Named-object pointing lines

********

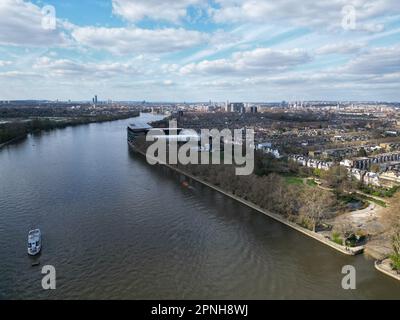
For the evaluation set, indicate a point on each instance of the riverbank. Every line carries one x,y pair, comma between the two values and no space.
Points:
314,235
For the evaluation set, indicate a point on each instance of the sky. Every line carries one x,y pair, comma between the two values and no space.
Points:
198,50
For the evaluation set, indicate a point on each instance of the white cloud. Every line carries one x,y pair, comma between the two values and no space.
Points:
340,48
376,61
21,24
137,40
4,63
249,62
307,13
70,68
167,10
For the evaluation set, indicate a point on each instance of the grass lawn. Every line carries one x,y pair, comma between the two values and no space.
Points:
293,180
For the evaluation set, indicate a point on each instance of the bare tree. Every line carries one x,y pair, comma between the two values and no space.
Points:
315,206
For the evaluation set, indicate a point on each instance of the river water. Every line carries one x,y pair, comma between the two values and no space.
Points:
115,227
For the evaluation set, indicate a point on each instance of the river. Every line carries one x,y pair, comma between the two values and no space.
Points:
115,227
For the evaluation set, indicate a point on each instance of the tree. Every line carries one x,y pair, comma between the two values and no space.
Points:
315,207
395,256
337,177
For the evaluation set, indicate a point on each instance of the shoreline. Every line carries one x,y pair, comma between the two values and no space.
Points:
384,267
316,236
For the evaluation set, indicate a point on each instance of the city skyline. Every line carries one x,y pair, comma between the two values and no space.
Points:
192,50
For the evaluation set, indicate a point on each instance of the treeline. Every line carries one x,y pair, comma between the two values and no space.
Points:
20,129
302,204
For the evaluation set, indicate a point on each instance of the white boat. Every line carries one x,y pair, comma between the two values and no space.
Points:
34,242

********

WHAT NEEDS TO BE DONE: Convert everything from the line containing "the white boat." down to the end of the lines into a Markdown table, skipping any blank lines. Use the column headings "Row" and "Line".

PROBLEM SOLUTION:
| Row | Line |
|---|---|
| 1 | For the evaluation set, indicate a point on each instance of the white boat. Every line carries one x,y pair, comma between the two values and no space. |
| 2 | Points: |
| 3 | 34,242 |